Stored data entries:
┄┄┄┄┄┄┄┄┄┄
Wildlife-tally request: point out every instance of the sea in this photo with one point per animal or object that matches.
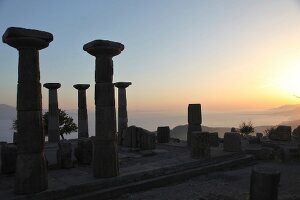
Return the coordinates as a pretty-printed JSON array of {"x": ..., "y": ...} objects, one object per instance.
[{"x": 151, "y": 120}]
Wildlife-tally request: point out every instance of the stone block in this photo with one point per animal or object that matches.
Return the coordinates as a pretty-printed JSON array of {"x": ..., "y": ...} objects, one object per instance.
[
  {"x": 265, "y": 153},
  {"x": 259, "y": 135},
  {"x": 194, "y": 114},
  {"x": 8, "y": 158},
  {"x": 146, "y": 138},
  {"x": 64, "y": 154},
  {"x": 84, "y": 151},
  {"x": 33, "y": 177},
  {"x": 163, "y": 134},
  {"x": 214, "y": 139},
  {"x": 200, "y": 145},
  {"x": 127, "y": 142},
  {"x": 232, "y": 142}
]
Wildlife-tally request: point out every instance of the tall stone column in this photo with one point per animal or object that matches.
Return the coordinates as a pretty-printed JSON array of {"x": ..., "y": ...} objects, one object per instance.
[
  {"x": 53, "y": 116},
  {"x": 194, "y": 120},
  {"x": 83, "y": 129},
  {"x": 105, "y": 152},
  {"x": 122, "y": 107},
  {"x": 31, "y": 170}
]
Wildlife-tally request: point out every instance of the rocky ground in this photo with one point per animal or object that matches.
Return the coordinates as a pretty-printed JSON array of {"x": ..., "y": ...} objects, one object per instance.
[{"x": 225, "y": 185}]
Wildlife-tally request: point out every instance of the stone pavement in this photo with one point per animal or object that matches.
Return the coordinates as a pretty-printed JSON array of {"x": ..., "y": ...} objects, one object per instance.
[{"x": 170, "y": 161}]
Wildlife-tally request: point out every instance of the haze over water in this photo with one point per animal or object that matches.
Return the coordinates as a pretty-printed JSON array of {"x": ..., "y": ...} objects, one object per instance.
[{"x": 236, "y": 58}]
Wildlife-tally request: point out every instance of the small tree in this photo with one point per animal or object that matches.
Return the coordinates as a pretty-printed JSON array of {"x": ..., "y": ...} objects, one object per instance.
[
  {"x": 66, "y": 123},
  {"x": 246, "y": 129}
]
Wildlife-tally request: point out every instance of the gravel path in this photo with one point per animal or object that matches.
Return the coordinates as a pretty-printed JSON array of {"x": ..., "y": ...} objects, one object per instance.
[{"x": 226, "y": 185}]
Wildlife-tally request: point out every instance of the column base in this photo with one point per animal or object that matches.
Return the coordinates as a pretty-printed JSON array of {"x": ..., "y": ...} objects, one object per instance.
[{"x": 31, "y": 173}]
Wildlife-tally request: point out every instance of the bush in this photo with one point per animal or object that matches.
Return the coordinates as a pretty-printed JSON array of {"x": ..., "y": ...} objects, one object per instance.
[
  {"x": 66, "y": 124},
  {"x": 246, "y": 129}
]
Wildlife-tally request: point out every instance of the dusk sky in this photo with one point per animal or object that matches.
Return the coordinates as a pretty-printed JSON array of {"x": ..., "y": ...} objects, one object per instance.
[{"x": 225, "y": 54}]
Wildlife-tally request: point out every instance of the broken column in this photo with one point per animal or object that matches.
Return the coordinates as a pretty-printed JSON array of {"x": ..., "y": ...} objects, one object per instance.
[
  {"x": 105, "y": 153},
  {"x": 232, "y": 142},
  {"x": 53, "y": 119},
  {"x": 163, "y": 134},
  {"x": 83, "y": 129},
  {"x": 194, "y": 120},
  {"x": 122, "y": 108},
  {"x": 31, "y": 171}
]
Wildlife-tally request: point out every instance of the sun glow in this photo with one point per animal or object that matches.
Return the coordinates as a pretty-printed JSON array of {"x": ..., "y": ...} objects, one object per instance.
[{"x": 289, "y": 80}]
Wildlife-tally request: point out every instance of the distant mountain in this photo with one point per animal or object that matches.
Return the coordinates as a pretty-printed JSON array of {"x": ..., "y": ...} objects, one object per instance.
[
  {"x": 181, "y": 131},
  {"x": 7, "y": 112}
]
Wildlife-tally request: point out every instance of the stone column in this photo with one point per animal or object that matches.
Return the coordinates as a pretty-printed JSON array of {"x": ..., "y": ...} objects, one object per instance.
[
  {"x": 53, "y": 116},
  {"x": 105, "y": 152},
  {"x": 122, "y": 108},
  {"x": 194, "y": 120},
  {"x": 31, "y": 170},
  {"x": 83, "y": 129}
]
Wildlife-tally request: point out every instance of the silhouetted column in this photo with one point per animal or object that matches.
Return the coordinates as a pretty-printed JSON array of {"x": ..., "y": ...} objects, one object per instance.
[
  {"x": 105, "y": 155},
  {"x": 31, "y": 170},
  {"x": 264, "y": 183},
  {"x": 83, "y": 129},
  {"x": 53, "y": 116},
  {"x": 122, "y": 106}
]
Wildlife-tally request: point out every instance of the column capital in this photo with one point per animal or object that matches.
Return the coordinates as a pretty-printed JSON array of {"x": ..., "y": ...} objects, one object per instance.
[
  {"x": 21, "y": 38},
  {"x": 52, "y": 85},
  {"x": 81, "y": 86},
  {"x": 103, "y": 48},
  {"x": 122, "y": 84}
]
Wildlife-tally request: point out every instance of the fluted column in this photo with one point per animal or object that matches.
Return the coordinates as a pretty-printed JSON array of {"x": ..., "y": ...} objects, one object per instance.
[
  {"x": 53, "y": 115},
  {"x": 83, "y": 129},
  {"x": 105, "y": 152},
  {"x": 194, "y": 120},
  {"x": 122, "y": 106},
  {"x": 31, "y": 170}
]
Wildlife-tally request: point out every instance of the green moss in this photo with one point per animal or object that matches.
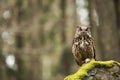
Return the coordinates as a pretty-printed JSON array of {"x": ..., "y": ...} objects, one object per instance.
[{"x": 82, "y": 72}]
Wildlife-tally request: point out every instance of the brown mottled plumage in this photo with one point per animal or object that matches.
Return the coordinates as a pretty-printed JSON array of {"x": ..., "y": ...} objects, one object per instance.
[{"x": 83, "y": 45}]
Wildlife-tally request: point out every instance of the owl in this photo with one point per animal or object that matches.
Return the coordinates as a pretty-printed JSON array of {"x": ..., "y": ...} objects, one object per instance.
[{"x": 83, "y": 45}]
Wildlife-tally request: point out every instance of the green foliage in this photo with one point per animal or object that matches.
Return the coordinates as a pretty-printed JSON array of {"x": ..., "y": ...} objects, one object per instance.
[{"x": 82, "y": 72}]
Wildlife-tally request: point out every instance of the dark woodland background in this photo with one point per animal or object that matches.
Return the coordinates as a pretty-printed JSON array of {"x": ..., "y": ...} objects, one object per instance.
[{"x": 36, "y": 36}]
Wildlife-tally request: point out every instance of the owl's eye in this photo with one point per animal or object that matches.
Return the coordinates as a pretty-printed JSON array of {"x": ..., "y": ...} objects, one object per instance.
[{"x": 80, "y": 28}]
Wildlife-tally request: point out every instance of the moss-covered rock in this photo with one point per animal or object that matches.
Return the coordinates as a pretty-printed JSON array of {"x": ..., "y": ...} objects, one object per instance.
[{"x": 97, "y": 70}]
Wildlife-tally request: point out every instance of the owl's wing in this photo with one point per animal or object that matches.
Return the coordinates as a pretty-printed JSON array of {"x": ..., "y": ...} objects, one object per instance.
[{"x": 77, "y": 55}]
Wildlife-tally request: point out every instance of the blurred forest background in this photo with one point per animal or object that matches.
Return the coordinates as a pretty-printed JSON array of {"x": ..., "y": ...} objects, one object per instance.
[{"x": 36, "y": 35}]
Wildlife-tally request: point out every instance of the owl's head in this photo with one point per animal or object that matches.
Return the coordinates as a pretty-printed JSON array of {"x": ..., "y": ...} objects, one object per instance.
[{"x": 83, "y": 31}]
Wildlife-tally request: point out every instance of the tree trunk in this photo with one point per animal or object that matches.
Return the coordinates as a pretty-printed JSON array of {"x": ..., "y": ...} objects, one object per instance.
[{"x": 107, "y": 29}]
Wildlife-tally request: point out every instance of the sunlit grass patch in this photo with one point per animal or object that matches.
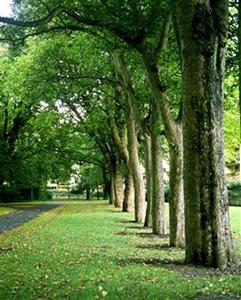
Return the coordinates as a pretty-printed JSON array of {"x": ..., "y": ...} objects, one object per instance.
[{"x": 89, "y": 250}]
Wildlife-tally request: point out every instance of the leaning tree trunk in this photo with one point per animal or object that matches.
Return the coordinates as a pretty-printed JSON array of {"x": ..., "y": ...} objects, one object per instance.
[
  {"x": 148, "y": 219},
  {"x": 112, "y": 190},
  {"x": 129, "y": 194},
  {"x": 203, "y": 28},
  {"x": 157, "y": 178},
  {"x": 139, "y": 185},
  {"x": 169, "y": 123},
  {"x": 176, "y": 197},
  {"x": 118, "y": 186}
]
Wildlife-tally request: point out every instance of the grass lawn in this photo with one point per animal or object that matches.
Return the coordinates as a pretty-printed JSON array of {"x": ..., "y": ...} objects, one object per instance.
[
  {"x": 88, "y": 250},
  {"x": 6, "y": 210}
]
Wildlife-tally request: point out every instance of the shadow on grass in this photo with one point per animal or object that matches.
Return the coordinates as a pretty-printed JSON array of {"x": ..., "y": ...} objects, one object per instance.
[
  {"x": 165, "y": 246},
  {"x": 147, "y": 235}
]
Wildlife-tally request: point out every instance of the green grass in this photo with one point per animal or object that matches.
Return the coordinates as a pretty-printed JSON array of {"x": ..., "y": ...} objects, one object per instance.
[
  {"x": 88, "y": 250},
  {"x": 6, "y": 210}
]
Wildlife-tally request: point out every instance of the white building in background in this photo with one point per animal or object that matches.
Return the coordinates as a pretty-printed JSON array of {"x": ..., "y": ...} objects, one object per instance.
[{"x": 65, "y": 187}]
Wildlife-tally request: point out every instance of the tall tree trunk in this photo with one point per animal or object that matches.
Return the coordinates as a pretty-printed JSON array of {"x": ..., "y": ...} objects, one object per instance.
[
  {"x": 158, "y": 199},
  {"x": 203, "y": 29},
  {"x": 176, "y": 198},
  {"x": 88, "y": 194},
  {"x": 171, "y": 133},
  {"x": 139, "y": 185},
  {"x": 148, "y": 161},
  {"x": 112, "y": 190},
  {"x": 107, "y": 184},
  {"x": 118, "y": 186},
  {"x": 132, "y": 116},
  {"x": 129, "y": 194},
  {"x": 239, "y": 62}
]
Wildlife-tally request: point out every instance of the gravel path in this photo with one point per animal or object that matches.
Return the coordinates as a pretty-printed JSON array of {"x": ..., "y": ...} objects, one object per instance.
[{"x": 24, "y": 215}]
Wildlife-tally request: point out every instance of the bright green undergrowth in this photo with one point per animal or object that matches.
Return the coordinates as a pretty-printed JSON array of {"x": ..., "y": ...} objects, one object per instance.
[
  {"x": 6, "y": 210},
  {"x": 88, "y": 250}
]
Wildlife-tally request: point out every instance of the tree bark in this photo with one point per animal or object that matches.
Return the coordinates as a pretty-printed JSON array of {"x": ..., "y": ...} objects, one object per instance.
[
  {"x": 136, "y": 171},
  {"x": 133, "y": 145},
  {"x": 239, "y": 82},
  {"x": 203, "y": 29},
  {"x": 171, "y": 130},
  {"x": 148, "y": 161},
  {"x": 129, "y": 195},
  {"x": 158, "y": 199},
  {"x": 112, "y": 190},
  {"x": 176, "y": 198},
  {"x": 118, "y": 186}
]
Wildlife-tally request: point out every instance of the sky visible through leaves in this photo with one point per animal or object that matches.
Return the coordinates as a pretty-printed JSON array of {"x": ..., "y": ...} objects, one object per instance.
[{"x": 5, "y": 8}]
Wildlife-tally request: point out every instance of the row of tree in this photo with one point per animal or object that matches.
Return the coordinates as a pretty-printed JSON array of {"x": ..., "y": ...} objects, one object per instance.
[{"x": 128, "y": 82}]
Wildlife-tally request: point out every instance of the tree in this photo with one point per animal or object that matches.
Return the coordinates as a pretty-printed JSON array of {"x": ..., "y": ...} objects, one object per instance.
[{"x": 203, "y": 29}]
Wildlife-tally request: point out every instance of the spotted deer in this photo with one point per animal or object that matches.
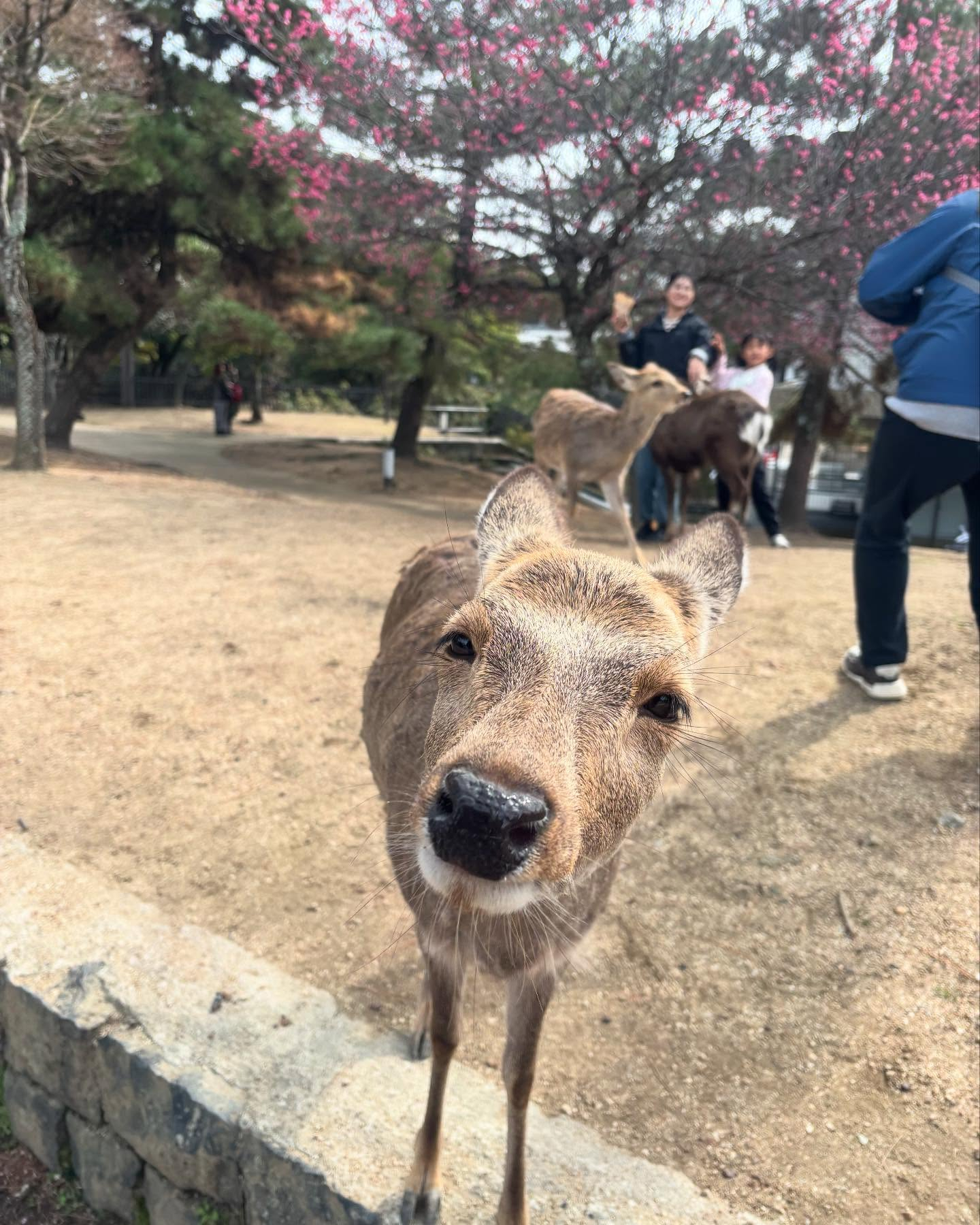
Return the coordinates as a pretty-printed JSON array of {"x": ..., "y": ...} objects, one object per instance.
[
  {"x": 586, "y": 440},
  {"x": 514, "y": 744}
]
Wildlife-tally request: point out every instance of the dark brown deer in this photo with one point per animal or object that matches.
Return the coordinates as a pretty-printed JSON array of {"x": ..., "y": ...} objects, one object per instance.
[
  {"x": 514, "y": 744},
  {"x": 727, "y": 430}
]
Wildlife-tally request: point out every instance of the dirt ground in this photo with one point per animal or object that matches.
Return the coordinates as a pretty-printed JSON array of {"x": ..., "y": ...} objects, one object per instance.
[{"x": 180, "y": 698}]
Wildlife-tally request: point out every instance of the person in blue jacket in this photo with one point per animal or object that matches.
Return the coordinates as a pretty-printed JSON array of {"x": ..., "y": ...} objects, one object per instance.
[
  {"x": 679, "y": 341},
  {"x": 926, "y": 280}
]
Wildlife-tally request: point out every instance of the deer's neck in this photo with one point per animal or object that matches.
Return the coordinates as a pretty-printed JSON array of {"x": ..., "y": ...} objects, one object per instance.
[{"x": 638, "y": 416}]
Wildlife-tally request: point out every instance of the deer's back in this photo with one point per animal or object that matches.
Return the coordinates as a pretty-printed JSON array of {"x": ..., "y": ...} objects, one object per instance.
[
  {"x": 700, "y": 429},
  {"x": 565, "y": 418}
]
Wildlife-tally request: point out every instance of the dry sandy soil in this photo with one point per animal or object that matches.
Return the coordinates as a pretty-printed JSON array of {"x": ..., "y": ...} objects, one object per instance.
[{"x": 180, "y": 698}]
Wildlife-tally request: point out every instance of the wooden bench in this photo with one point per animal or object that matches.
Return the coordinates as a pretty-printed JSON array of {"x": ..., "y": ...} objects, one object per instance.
[{"x": 446, "y": 416}]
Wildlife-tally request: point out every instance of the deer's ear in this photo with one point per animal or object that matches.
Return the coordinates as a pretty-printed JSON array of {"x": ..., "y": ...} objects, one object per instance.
[
  {"x": 521, "y": 514},
  {"x": 706, "y": 570},
  {"x": 623, "y": 376}
]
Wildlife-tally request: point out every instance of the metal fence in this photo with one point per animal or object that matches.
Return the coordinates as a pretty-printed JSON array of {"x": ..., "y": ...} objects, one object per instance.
[{"x": 195, "y": 391}]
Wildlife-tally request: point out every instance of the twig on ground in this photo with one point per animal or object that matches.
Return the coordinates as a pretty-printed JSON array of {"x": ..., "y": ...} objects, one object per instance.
[{"x": 842, "y": 906}]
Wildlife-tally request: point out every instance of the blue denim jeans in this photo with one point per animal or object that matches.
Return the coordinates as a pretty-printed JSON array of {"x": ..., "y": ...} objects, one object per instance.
[{"x": 651, "y": 488}]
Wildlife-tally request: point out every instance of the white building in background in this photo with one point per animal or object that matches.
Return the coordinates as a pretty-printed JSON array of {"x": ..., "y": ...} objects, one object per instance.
[{"x": 534, "y": 335}]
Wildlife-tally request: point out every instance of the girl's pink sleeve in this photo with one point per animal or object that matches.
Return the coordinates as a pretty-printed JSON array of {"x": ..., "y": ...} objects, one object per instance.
[{"x": 761, "y": 386}]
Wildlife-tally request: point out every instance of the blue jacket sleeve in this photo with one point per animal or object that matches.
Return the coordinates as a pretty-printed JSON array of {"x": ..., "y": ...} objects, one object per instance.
[
  {"x": 896, "y": 272},
  {"x": 630, "y": 350}
]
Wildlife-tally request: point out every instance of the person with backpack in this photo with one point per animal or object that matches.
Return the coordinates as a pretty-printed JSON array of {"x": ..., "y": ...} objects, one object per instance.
[{"x": 928, "y": 280}]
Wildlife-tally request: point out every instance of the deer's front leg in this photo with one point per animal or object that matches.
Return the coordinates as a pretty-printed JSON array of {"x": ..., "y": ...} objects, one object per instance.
[
  {"x": 527, "y": 1002},
  {"x": 422, "y": 1200}
]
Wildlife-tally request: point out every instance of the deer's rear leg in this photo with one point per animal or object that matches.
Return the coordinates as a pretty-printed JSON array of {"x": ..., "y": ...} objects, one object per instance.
[
  {"x": 527, "y": 1002},
  {"x": 612, "y": 494},
  {"x": 423, "y": 1197}
]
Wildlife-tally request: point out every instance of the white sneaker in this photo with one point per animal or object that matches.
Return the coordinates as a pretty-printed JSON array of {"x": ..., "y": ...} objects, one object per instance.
[{"x": 885, "y": 683}]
┄┄┄┄┄┄┄┄┄┄
**EXERCISE AIM:**
Search the records for the word "sleeve". Copy each line where it appears.

**RESPONSE TO THIS EXERCISE:**
Wildlife-tally request: point out every instance of the girl's pink sleeve in this photo with one point per animal or object that matches.
Wildlife-tally request: point out every instance of the blue jacket sleeve in this photo with one point per animal or object that matches.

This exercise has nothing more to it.